▶ **TASK REQUIREMENTS**:
List every line in the entries below that contains the word "mountain".

▶ **DATASET EXCERPTS**:
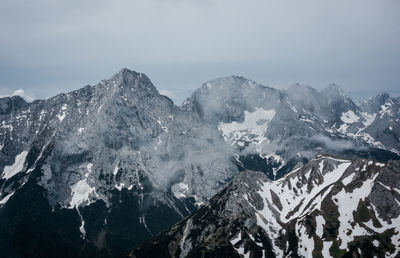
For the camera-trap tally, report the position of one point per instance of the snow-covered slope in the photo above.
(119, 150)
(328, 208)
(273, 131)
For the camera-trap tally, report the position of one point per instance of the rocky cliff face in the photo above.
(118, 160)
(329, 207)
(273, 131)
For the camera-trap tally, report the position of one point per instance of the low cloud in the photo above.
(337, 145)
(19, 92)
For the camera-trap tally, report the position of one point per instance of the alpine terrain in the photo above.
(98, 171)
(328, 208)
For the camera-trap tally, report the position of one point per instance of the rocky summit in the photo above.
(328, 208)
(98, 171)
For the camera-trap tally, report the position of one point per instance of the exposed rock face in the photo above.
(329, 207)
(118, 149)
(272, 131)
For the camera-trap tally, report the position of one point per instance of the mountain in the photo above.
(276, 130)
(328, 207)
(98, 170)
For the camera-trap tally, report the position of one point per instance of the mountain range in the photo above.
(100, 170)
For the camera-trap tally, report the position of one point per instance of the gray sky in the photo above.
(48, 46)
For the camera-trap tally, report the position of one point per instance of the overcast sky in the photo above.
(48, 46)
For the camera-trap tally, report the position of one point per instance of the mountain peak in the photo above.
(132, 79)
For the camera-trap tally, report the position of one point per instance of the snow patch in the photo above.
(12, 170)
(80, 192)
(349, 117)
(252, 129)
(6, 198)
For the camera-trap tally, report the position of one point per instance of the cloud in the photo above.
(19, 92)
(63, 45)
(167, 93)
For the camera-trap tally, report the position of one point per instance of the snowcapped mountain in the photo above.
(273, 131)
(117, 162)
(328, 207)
...
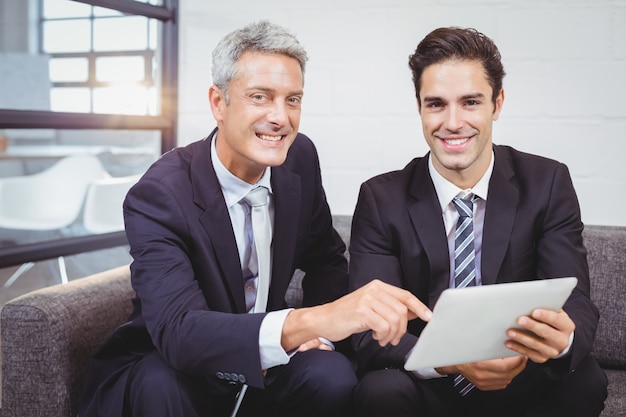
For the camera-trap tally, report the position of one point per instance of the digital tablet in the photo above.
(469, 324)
--
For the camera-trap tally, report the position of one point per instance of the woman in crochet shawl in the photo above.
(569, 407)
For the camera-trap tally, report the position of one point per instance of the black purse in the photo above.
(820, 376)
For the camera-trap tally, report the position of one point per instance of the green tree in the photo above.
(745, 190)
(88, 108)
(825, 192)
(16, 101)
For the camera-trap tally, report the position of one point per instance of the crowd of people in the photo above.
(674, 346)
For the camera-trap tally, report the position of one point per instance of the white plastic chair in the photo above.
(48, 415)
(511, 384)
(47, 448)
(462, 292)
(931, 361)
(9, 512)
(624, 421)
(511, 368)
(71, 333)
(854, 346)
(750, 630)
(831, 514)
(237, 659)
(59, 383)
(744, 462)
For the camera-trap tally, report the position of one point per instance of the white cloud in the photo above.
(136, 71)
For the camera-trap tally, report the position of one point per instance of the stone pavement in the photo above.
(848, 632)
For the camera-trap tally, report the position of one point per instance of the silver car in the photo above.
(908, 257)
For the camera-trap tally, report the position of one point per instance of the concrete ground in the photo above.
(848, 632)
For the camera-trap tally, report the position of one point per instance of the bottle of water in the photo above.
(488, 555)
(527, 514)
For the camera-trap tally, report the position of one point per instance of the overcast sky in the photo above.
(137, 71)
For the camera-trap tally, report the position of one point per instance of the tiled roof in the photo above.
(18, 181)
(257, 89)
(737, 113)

▶ **EXPECTED ANSWER**:
For the camera-trap tally, report the position of one point per instance of the mountain in the photo above.
For the camera-trap tally, report the position of one point per instance of the mountain range in the photo above.
For the camera-trap tally, report the position of one point per instance of the mountain peak in the photo above.
For the camera-trap tally, report the position of one point per instance of the snowcapped mountain in the photo above.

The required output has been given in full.